Multi-Game Decision Transformers

Kuang-Huei Lee*, Ofir Nachum*, Sherry Yang, Lisa Lee, Daniel Freeman, Winnie Xu, Sergio Guadarrama, Ian Fischer, Eric Jang, Henryk Michalewski, Igor Mordatch*

Google Research

Paper Code and Pre-Trained Models Google AI Blog Twitter Thread

Abstract

A longstanding goal of the field of AI is a strategy for compiling diverse experience into a highly capable, generalist agent. In the subfields of vision and language, this was largely achieved by scaling up transformer-based models and training them on large, diverse datasets. Motivated by this progress, we investigate whether the same strategy can be used to produce generalist reinforcement learning agents. Specifically, we show that a single transformer-based model -- with a single set of weights -- trained purely offline can play a suite of up to 46 Atari games simultaneously at close-to-human performance. When trained and evaluated appropriately, we find that the same trends observed in language and vision hold, including scaling of performance with model size and rapid adaptation to new games via fine-tuning. We compare several approaches in this multi-game setting, such as online and offline RL methods and behavioral cloning, and find that our Multi-Game Decision Transformer models offer the best scalability and performance. We release the pre-trained models and code to encourage further research in this direction.

Overview of the training and evaluation setup

We observe expert-level game-play in the interactive setting after offline learning from trajectories ranging from beginner to expert.

Decision Transformers Architecture

Following [1], we pose the problem of offline reinforcement learning as a sequential modeling problem. Returns, actions, and rewards are tokenized, and we train the model to predict the next return, action, and reward discrete token in a sequence via standard cross-entropy loss. However, unlike [1], our design allows predicting the return distribution and sampling from it, instead of relying on a user to manually select an expert-level return at inference time.

Experiments

How do different online and offline methods perform in the multi-game regime?

We train a single agent that achieves 126% of human-level performance simultaneously across 41 Atari games after training on offline expert and non-expert datasets.

Aggregates of human-normalized scores across 41 Atari games. Grey bars are single-game specialist models while blue are generalists. We also report the performance of Deep Q-Network (DQN) [2], Batch-Constrained Q-learning (BCQ) [11], Behavioral Cloning (BC) [4], and Constrained Q-Learning (CQL) [6].

How do different methods scale with model size?

In large language and vision models, lowest-achievable training loss typically decreases predictably with increasing model size [10]. We investigate whether similar trends hold for interactive in-game performance -- not just training loss -- and show a similar power-law performance trend.

_____

Challenges:
• 1. In the Decision Transformers text, why does the model predict the return distribution and sample from it?
• 2. Rewrite the part of the listing that opens with the line containing "Scan for pedestrian" and closes at the end of the listing, replacing "top-level array" with "outer array" and leaving everything else unchanged.

_____

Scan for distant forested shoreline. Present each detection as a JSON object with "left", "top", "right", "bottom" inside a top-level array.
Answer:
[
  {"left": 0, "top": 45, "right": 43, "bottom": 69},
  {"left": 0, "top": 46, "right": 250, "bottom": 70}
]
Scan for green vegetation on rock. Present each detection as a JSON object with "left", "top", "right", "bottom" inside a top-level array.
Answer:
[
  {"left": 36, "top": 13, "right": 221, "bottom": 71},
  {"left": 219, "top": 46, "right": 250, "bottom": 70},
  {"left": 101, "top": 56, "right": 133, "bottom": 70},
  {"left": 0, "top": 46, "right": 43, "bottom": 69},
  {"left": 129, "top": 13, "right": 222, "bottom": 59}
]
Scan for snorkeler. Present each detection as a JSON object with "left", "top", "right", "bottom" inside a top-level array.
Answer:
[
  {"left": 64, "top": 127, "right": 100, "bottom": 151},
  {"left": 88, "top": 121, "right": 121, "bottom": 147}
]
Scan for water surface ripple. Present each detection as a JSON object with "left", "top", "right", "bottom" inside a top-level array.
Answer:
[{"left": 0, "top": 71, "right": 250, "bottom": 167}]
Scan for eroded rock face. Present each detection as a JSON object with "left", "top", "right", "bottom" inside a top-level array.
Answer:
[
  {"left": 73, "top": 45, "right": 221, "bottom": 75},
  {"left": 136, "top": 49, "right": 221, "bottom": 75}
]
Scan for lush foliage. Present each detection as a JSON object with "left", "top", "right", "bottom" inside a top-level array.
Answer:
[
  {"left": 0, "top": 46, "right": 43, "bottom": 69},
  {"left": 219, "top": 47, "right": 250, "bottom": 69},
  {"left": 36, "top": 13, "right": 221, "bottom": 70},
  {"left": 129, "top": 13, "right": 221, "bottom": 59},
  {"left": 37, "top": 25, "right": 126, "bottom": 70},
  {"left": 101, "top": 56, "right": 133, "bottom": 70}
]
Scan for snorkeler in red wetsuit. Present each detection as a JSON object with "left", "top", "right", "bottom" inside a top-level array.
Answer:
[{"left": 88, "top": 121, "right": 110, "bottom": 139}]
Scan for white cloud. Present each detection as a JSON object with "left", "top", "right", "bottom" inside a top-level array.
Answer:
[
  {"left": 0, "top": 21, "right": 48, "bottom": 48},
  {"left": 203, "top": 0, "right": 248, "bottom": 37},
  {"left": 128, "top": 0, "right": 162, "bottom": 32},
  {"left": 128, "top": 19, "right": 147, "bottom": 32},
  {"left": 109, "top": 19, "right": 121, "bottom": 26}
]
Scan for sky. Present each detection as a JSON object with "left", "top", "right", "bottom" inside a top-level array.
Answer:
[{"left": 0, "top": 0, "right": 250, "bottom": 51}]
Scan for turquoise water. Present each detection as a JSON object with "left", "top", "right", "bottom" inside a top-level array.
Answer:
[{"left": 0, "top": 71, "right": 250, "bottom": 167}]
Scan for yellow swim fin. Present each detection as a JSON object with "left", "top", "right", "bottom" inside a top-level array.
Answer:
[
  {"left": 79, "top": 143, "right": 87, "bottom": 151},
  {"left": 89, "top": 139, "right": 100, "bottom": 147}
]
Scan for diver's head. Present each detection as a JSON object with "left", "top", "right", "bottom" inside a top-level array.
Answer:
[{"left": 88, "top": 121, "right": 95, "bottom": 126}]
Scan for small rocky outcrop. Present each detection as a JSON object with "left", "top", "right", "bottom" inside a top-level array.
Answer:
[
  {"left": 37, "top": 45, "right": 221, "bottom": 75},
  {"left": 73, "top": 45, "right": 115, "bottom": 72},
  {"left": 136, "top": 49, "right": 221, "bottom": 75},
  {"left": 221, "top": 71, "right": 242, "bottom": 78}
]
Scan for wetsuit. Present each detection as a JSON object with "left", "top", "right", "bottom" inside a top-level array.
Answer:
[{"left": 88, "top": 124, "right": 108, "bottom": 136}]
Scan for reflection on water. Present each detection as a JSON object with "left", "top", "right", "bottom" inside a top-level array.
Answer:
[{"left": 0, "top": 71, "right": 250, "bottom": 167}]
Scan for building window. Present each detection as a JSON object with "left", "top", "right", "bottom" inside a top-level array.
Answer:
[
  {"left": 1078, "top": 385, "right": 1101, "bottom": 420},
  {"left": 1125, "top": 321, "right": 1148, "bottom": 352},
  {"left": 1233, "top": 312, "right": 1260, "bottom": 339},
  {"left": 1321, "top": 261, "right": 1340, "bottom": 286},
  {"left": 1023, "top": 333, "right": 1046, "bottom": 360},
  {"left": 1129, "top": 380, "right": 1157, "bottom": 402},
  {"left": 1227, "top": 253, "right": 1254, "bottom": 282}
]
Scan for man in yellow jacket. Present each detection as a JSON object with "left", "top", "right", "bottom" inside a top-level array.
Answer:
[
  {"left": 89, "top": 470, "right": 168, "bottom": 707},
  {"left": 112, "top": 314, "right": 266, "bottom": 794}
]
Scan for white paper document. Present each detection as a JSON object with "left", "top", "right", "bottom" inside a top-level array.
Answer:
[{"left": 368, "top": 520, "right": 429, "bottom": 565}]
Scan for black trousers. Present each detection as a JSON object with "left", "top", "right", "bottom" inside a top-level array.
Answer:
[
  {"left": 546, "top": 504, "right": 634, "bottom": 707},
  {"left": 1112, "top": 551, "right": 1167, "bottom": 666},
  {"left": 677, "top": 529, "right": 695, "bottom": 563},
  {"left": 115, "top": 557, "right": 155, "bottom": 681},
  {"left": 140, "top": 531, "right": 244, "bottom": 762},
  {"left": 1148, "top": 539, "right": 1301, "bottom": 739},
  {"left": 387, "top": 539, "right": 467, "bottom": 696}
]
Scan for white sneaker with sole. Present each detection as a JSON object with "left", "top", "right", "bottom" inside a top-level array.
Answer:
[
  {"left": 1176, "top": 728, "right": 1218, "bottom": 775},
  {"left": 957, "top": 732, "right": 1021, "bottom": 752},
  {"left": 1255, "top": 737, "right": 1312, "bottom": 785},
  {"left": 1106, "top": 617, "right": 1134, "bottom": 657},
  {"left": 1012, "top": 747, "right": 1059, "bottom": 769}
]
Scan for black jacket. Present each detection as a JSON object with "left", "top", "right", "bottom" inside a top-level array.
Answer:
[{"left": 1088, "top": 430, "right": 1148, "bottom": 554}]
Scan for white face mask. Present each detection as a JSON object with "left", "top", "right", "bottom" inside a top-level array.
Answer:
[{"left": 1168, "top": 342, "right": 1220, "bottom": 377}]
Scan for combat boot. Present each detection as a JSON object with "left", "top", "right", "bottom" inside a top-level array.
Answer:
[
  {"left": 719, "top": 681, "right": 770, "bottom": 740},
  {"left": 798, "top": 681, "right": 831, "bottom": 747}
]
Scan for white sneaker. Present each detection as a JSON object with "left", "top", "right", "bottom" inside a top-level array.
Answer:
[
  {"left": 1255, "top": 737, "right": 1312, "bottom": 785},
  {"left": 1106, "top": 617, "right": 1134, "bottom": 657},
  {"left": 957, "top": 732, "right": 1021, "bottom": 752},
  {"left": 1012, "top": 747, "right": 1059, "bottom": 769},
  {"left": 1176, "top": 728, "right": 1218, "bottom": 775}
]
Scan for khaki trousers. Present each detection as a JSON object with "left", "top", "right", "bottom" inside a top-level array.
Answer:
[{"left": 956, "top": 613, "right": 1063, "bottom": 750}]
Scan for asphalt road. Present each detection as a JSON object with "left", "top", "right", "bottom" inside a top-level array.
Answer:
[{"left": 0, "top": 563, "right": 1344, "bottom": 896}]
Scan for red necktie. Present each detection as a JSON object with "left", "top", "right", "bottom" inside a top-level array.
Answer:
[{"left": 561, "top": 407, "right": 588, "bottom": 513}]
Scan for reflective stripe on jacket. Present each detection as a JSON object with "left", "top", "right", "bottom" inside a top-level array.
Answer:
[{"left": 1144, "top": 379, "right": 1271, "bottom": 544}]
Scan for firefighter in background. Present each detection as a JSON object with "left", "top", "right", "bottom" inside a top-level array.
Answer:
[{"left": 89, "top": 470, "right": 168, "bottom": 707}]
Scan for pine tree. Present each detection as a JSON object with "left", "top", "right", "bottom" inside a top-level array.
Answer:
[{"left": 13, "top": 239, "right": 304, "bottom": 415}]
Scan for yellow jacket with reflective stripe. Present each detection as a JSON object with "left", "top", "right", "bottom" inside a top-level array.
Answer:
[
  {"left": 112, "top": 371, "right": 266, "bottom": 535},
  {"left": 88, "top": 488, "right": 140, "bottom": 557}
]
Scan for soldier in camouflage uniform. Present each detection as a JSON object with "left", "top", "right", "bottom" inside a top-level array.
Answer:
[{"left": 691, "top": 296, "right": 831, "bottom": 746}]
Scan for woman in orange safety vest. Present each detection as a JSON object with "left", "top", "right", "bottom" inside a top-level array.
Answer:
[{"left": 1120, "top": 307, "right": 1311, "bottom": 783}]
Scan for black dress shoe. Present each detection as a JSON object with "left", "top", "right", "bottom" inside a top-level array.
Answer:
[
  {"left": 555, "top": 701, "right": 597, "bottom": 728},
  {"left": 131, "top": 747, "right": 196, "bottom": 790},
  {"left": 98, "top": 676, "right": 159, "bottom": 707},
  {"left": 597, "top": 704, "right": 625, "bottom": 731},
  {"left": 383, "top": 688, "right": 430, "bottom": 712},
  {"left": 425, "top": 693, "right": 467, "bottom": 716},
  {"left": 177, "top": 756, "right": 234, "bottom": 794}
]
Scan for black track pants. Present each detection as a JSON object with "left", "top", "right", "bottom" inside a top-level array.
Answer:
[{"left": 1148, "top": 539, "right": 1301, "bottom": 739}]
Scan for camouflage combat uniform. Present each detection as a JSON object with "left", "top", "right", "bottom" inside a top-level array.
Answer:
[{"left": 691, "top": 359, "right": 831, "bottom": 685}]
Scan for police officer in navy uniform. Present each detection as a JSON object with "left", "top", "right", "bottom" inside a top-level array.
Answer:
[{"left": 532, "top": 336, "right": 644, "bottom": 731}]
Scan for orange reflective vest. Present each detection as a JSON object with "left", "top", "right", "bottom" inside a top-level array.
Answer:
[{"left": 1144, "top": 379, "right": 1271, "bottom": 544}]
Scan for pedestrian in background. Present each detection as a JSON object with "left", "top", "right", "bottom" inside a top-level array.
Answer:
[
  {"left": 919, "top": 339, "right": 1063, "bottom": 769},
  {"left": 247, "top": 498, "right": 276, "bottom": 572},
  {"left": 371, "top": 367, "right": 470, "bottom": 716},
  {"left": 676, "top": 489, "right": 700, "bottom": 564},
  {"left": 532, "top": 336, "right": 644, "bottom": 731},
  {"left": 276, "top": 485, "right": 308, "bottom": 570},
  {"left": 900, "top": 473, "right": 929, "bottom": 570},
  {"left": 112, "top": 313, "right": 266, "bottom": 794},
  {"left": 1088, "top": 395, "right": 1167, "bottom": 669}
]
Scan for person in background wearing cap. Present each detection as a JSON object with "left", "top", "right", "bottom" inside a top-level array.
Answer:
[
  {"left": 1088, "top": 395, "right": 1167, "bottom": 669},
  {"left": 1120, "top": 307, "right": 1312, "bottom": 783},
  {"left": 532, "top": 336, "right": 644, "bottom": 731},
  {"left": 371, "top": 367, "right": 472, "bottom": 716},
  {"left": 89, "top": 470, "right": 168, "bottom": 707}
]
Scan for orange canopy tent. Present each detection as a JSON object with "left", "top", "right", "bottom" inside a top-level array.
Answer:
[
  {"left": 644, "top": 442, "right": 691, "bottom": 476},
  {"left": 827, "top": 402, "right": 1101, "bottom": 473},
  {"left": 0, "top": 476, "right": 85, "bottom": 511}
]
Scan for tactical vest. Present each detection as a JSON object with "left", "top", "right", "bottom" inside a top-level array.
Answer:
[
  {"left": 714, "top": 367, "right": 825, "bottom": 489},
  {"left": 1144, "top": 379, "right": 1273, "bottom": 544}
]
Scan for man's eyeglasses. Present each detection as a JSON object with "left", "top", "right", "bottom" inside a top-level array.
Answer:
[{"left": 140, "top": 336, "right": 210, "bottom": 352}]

_____

In response:
• 1. The model predicts the return distribution and samples from it so that it does not have to rely on a user to manually select an expert-level return at inference time. This sets it apart from the earlier approach that it follows.

• 2.
Scan for pedestrian in background. Present each detection as a JSON object with "left", "top", "right", "bottom" inside a outer array.
Answer:
[
  {"left": 919, "top": 339, "right": 1063, "bottom": 769},
  {"left": 247, "top": 498, "right": 276, "bottom": 572},
  {"left": 371, "top": 367, "right": 470, "bottom": 716},
  {"left": 676, "top": 489, "right": 700, "bottom": 564},
  {"left": 532, "top": 336, "right": 644, "bottom": 731},
  {"left": 276, "top": 485, "right": 308, "bottom": 570},
  {"left": 900, "top": 473, "right": 929, "bottom": 570},
  {"left": 112, "top": 313, "right": 266, "bottom": 794},
  {"left": 1088, "top": 395, "right": 1167, "bottom": 669}
]
Scan for person in background wearing cap. Present each detection as a JSON object with "left", "top", "right", "bottom" inside a outer array.
Answer:
[
  {"left": 1088, "top": 395, "right": 1167, "bottom": 669},
  {"left": 1120, "top": 307, "right": 1312, "bottom": 783},
  {"left": 532, "top": 336, "right": 644, "bottom": 731},
  {"left": 371, "top": 367, "right": 472, "bottom": 716},
  {"left": 89, "top": 470, "right": 168, "bottom": 707}
]
Scan for orange canopy tent. Present each detection as a JSON object with "left", "top", "right", "bottom" inside a outer array.
Answer:
[
  {"left": 644, "top": 442, "right": 691, "bottom": 476},
  {"left": 827, "top": 402, "right": 1101, "bottom": 473},
  {"left": 0, "top": 476, "right": 85, "bottom": 511}
]
Scan for tactical vest. Present each detection as a JSON object with "left", "top", "right", "bottom" inside a outer array.
Answer:
[
  {"left": 714, "top": 367, "right": 825, "bottom": 489},
  {"left": 1144, "top": 379, "right": 1273, "bottom": 544}
]
Scan for man's eyeglasses. Present each detection as a JSON object with "left", "top", "right", "bottom" inside a outer array.
Answer:
[{"left": 140, "top": 336, "right": 210, "bottom": 352}]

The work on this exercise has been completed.